-- DATA FOR ANALYSIS follows --
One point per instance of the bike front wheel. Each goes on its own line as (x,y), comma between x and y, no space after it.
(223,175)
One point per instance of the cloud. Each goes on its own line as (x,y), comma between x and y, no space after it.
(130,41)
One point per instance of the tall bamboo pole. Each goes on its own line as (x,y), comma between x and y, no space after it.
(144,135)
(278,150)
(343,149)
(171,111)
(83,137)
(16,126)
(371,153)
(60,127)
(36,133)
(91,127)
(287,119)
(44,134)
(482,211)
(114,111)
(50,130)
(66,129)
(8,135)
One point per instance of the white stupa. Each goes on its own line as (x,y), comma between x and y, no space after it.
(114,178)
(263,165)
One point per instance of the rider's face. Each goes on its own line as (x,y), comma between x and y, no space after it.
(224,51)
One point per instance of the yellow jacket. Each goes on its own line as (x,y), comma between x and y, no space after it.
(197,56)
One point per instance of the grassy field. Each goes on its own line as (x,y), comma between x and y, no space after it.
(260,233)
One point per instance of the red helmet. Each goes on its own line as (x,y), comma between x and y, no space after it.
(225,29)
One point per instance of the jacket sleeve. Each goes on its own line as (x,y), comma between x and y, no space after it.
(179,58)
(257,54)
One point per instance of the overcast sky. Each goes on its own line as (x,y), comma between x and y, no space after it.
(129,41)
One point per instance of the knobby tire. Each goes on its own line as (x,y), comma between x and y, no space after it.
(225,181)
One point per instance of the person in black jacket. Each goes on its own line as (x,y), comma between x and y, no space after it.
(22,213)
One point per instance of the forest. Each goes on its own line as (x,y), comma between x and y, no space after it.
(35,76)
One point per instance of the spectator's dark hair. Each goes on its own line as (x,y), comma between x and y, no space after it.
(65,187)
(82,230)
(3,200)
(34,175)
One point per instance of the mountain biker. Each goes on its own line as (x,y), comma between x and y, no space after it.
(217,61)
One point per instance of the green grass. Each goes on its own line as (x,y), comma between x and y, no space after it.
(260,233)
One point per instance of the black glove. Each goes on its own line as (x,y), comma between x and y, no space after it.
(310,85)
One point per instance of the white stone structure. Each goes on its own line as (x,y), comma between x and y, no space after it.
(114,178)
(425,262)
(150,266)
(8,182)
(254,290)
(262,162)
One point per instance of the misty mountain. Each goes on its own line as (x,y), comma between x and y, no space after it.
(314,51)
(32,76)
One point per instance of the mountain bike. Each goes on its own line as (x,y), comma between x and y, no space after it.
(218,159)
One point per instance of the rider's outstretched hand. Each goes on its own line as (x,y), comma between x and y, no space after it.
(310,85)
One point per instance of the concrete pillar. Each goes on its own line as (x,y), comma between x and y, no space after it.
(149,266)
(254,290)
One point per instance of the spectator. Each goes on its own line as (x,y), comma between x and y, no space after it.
-- DATA FOR ANALYSIS concluded --
**REQUIREMENT:** Every line from the one containing "One point per instance of the white stone" through the end of the data must be repeated exactly, and no other line.

**TASK RESULT:**
One point per instance of the white stone structure. Each goes on its own line as (x,y), comma between x and y, no space after it.
(114,178)
(425,262)
(150,266)
(8,182)
(254,290)
(262,162)
One point per instance of the misty mountain. Each goes on its own line as (x,y), comma between x and y, no space after it.
(314,51)
(32,76)
One point per instance of the mountain bike. Each goes on its own line as (x,y), comma between x and y, no space after it.
(218,159)
One point per instance of the rider's outstretched hand. Each goes on its own line as (x,y), comma between x and y, no space after it.
(310,85)
One point per instance of the concrete pillar. Each goes on its own line as (x,y), comma between x and y, no space after it.
(149,266)
(254,290)
One point per instance of the spectator. Each goes on its own line as (x,y), comma between x and y, no space after it.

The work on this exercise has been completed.